→ Exercise directions: Render the material as a JSON list of strings, one string per line and blank lines omitted, starting at the line that contains "mouth and give integer pixel coordinates." and ending after the line that contains "(1113, 540)". Include only those lines.

::::::::::

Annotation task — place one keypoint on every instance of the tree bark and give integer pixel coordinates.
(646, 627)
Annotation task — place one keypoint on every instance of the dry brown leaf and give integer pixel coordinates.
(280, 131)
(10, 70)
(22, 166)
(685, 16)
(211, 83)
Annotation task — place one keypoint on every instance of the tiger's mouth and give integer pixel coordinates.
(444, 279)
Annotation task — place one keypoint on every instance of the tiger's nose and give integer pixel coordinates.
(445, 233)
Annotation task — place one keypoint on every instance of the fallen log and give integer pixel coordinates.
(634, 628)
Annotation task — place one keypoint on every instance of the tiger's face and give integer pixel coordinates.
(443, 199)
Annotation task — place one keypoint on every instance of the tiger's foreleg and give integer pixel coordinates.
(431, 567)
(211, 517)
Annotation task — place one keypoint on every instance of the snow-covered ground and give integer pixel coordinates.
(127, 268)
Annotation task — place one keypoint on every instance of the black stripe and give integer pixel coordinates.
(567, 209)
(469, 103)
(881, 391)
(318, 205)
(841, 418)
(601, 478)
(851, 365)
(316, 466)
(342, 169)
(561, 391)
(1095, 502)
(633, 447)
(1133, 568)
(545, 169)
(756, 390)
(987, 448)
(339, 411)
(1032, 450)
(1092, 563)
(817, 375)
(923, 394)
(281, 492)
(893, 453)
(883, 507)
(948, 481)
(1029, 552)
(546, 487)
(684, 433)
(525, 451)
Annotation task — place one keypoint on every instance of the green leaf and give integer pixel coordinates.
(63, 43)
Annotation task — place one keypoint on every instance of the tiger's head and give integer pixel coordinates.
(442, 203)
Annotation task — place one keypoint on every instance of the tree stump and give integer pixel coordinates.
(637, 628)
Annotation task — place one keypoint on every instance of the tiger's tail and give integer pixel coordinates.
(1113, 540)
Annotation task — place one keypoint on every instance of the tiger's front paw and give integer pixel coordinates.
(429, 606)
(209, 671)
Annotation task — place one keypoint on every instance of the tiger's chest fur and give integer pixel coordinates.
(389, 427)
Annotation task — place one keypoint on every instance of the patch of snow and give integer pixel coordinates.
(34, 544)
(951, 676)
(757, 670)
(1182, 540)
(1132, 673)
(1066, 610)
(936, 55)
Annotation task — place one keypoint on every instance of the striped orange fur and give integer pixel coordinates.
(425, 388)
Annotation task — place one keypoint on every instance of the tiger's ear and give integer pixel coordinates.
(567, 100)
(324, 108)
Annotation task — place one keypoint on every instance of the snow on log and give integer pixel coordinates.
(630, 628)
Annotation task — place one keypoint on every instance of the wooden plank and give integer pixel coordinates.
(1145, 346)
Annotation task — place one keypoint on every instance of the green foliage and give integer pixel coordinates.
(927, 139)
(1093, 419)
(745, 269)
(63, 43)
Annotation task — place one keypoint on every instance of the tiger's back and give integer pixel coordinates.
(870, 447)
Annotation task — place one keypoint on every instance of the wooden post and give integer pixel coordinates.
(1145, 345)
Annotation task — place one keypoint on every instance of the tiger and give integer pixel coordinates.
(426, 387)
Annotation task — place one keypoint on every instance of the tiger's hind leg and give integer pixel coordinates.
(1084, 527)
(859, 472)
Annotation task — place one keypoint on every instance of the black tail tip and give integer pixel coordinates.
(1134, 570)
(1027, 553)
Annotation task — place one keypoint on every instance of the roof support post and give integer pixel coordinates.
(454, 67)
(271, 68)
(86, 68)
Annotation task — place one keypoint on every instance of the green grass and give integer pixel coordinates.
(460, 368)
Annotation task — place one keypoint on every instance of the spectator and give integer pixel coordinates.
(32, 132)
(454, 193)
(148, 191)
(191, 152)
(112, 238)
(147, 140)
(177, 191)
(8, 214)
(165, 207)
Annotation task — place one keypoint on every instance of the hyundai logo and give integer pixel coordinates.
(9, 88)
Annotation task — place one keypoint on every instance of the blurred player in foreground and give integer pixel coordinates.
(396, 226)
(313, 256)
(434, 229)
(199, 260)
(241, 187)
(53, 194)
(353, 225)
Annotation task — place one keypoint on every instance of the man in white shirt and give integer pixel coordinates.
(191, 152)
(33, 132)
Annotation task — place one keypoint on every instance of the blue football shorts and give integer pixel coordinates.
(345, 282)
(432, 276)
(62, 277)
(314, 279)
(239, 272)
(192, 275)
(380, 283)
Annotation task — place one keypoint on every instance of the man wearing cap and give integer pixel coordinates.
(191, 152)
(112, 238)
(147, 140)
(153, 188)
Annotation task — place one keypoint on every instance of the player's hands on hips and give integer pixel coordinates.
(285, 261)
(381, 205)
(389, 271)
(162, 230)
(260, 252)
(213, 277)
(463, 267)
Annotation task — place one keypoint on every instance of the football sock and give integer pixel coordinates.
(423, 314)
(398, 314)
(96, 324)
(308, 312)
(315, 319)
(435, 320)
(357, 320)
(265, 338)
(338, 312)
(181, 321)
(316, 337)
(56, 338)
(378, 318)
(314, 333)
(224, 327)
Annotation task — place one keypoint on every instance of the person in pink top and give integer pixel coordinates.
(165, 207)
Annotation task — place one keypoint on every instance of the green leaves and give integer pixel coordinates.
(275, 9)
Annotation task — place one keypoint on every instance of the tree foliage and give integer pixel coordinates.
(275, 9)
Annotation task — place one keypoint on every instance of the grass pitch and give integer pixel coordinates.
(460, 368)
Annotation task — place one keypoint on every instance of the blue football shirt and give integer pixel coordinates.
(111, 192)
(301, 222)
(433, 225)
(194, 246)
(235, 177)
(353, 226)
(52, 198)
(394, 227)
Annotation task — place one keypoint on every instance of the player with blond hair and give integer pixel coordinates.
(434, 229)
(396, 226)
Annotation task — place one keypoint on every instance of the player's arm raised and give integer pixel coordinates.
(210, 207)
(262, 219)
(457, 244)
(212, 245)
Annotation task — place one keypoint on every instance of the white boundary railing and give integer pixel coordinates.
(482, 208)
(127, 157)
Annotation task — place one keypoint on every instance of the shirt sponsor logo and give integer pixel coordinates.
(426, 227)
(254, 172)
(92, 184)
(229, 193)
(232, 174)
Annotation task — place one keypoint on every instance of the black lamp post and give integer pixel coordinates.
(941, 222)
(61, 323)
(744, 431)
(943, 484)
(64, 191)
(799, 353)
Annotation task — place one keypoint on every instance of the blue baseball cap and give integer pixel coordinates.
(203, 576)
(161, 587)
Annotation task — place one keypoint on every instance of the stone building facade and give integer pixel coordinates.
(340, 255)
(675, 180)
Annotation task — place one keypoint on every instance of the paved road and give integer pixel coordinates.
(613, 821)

::::::::::

→ Response to this task:
[
  "Annotation task — place one keypoint on every instance of the tiger's mouth and give integer pixel coordinates.",
  "(444, 279)",
  "Annotation task — place one keypoint on every instance of the tiger's nose and give integer pixel coordinates.",
  "(445, 233)",
  "Annotation task — place one keypoint on every instance of the fallen log and give integer pixel coordinates.",
  "(634, 628)",
  "Annotation task — place one keypoint on every instance of the tiger's face and give integer pixel coordinates.",
  "(443, 199)",
  "Annotation task — place one keypoint on every instance of the tiger's foreleg and give integer pixel coordinates.",
  "(431, 567)",
  "(211, 517)",
  "Annotation task — place one keypoint on every instance of the snow-covered ground and give integer pixel coordinates.",
  "(127, 268)",
  "Annotation task — place one keypoint on every instance of the black stripe and give integer pixel coordinates.",
  "(567, 209)",
  "(469, 103)",
  "(881, 391)",
  "(318, 205)",
  "(841, 418)",
  "(601, 478)",
  "(851, 365)",
  "(316, 466)",
  "(342, 169)",
  "(561, 391)",
  "(1095, 502)",
  "(633, 447)",
  "(1133, 568)",
  "(545, 169)",
  "(756, 390)",
  "(987, 448)",
  "(339, 411)",
  "(1032, 450)",
  "(1092, 563)",
  "(817, 375)",
  "(923, 394)",
  "(281, 492)",
  "(893, 453)",
  "(883, 507)",
  "(948, 481)",
  "(1029, 552)",
  "(546, 487)",
  "(684, 433)",
  "(525, 451)",
  "Annotation task — place one keypoint on every instance of the green leaf and give integer pixel coordinates.",
  "(63, 43)",
  "Annotation task — place one keypoint on every instance of the tiger's head and give integer pixel coordinates.",
  "(442, 203)",
  "Annotation task — place one keypoint on every instance of the tree stump and give integer pixel coordinates.",
  "(637, 628)",
  "Annotation task — place one keypoint on every instance of the tiger's tail and give integer pixel coordinates.",
  "(1113, 540)"
]